Job: Please convert every line of the records below into a JSON list of strings, one string per line, with blank lines and the pictures left out.

Records supplied:
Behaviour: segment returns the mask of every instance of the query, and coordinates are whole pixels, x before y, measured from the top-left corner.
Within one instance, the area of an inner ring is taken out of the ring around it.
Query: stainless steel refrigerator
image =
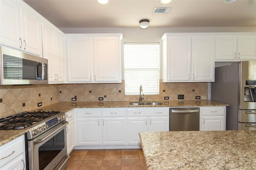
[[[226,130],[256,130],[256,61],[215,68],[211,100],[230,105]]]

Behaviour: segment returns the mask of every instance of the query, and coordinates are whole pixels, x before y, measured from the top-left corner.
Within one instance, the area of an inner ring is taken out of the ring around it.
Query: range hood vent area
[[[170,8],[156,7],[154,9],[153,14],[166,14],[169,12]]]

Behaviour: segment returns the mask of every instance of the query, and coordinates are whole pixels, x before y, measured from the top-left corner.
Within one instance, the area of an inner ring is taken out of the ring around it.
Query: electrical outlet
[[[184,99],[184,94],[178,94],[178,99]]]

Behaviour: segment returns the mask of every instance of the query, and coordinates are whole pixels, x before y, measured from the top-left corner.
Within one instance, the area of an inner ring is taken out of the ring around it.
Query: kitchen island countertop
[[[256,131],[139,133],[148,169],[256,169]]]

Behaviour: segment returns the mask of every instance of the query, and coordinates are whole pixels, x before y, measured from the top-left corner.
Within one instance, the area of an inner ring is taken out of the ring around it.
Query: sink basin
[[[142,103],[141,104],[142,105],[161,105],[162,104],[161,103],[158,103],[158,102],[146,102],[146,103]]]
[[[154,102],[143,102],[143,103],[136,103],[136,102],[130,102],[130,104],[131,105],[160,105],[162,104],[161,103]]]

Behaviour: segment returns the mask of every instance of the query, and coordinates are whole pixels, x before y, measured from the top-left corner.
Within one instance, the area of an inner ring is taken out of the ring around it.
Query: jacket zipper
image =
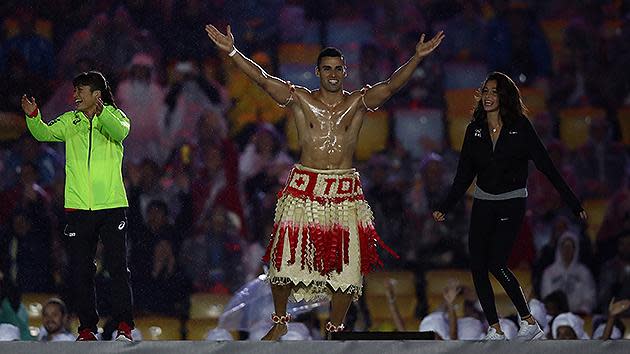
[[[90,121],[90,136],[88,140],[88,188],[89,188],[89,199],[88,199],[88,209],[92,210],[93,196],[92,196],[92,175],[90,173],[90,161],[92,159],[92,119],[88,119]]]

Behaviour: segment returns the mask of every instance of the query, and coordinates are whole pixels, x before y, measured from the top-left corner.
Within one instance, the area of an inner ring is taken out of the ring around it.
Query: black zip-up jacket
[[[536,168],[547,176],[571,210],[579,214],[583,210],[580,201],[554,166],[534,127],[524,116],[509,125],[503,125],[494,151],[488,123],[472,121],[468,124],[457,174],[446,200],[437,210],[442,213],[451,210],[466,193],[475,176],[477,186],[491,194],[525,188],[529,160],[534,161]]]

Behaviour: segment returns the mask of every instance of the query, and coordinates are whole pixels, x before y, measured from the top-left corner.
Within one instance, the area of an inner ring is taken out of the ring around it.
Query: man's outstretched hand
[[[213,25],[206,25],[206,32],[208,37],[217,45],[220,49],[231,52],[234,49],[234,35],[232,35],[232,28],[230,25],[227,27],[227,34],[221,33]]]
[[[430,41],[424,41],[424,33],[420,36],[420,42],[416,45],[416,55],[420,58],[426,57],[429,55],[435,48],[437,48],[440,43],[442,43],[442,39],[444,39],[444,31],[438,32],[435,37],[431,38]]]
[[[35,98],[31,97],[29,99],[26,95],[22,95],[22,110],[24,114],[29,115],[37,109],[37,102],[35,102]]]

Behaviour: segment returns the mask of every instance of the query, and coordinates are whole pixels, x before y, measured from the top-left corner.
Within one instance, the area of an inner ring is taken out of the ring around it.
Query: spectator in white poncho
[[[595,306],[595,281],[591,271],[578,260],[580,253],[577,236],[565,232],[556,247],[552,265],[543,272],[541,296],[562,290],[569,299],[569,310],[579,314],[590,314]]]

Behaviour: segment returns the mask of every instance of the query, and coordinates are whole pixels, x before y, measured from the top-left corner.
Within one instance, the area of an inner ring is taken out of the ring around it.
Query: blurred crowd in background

Finished task:
[
  "Behaviour: segment returns the mask of every instance of the query, and coordinates are whole pixels, x before y, measured from the top-left corner.",
  "Within one instance, the area of an inner ring is taken out of the ring around it.",
  "Query: stainless steel refrigerator",
  "image =",
  "[[[226,130],[256,130],[256,61],[215,68],[211,100],[230,105]]]",
  "Behaviour: segment returns the mask of every instance of the query, and coordinates are whole pixels, x before y, measured from the top-left corner.",
  "Within one instance, the area of an inner ring is taken out of the ring around it.",
  "Query: range hood vent area",
  "[[[170,8],[156,7],[154,9],[153,14],[166,14],[169,12]]]",
  "Behaviour: segment returns the mask of every instance of the query, and coordinates are whole pixels, x before y, measured from the top-left corner.",
  "Within one instance, the area of an inner ring is taken out of the ring around it.",
  "Query: electrical outlet",
  "[[[184,99],[184,94],[178,94],[178,99]]]",
  "Behaviour: segment returns the mask of every instance of the query, and coordinates are whole pixels, x before y, measured from the top-left corner.",
  "Within one instance, the area of an inner ring is taken out of the ring around it.",
  "Query: kitchen island countertop",
  "[[[256,131],[139,133],[148,169],[256,169]]]",
  "Behaviour: segment returns the mask of every instance of the query, and coordinates are whole pixels, x before y, measured from the top-left corner.",
  "Within one instance, the area of an inner ring is taken out of the ring around it.",
  "Query: sink basin",
  "[[[142,103],[141,104],[142,105],[161,105],[162,104],[161,103],[158,103],[158,102],[146,102],[146,103]]]",
  "[[[154,102],[143,102],[143,103],[136,103],[136,102],[130,102],[130,104],[131,105],[160,105],[162,104],[161,103]]]",
  "Behaviour: segment returns the mask of every instance of the query, and coordinates are whole pixels, x before y, measured from the top-left corner.",
  "Within one instance, the area of an inner ring is taken out of the ring around it.",
  "Query: jacket zipper",
  "image =",
  "[[[90,121],[90,136],[88,140],[88,188],[89,188],[89,199],[88,199],[88,209],[92,210],[93,196],[92,196],[92,175],[90,173],[90,161],[92,159],[92,119],[88,119]]]",
  "Behaviour: segment returns the mask of every instance of the query, and coordinates are whole pixels, x before y, measured from the top-left corner.",
  "Within one instance, the area of an inner ring is taken out of the ring around it.",
  "Query: black zip-up jacket",
  "[[[536,168],[547,176],[571,210],[579,214],[583,210],[580,201],[554,166],[534,127],[524,116],[509,125],[503,125],[494,151],[488,123],[472,121],[468,124],[457,174],[446,200],[437,210],[442,213],[451,210],[466,193],[475,176],[477,186],[491,194],[525,188],[529,160],[534,161]]]",
  "Behaviour: segment returns the mask of every instance of the query, and coordinates are whole pixels, x before y, measured from the top-left corner.",
  "Within one instance, the area of an inner ring is taken out of the ring around it.",
  "Query: man's outstretched hand",
  "[[[213,25],[206,25],[206,32],[208,37],[217,45],[220,49],[231,52],[234,49],[234,35],[232,35],[232,28],[230,25],[227,27],[227,34],[221,33]]]",
  "[[[430,41],[424,41],[424,33],[420,36],[420,42],[416,45],[416,55],[420,58],[426,57],[429,55],[435,48],[437,48],[440,43],[442,43],[442,39],[444,39],[444,31],[438,32],[435,37],[431,38]]]",
  "[[[35,98],[31,97],[29,99],[26,95],[22,95],[22,110],[24,114],[29,115],[37,109],[37,102],[35,102]]]",
  "Behaviour: segment returns the mask of every instance of the query, and coordinates are whole pixels, x before y, measured from the top-left corner.",
  "Within one instance, the area of an inner ring is taken out of the ring around it.",
  "Query: spectator in white poncho",
  "[[[595,306],[595,281],[591,271],[578,260],[580,253],[577,236],[565,232],[556,247],[552,265],[543,272],[541,296],[562,290],[569,299],[569,310],[579,314],[590,314]]]",
  "Behaviour: segment returns the mask of every instance of the query, and coordinates are whole pixels, x before y, measured from the top-left corner.",
  "Within one instance, the area of an inner ring is taken out of the ring around it.",
  "Query: blurred crowd in background"
]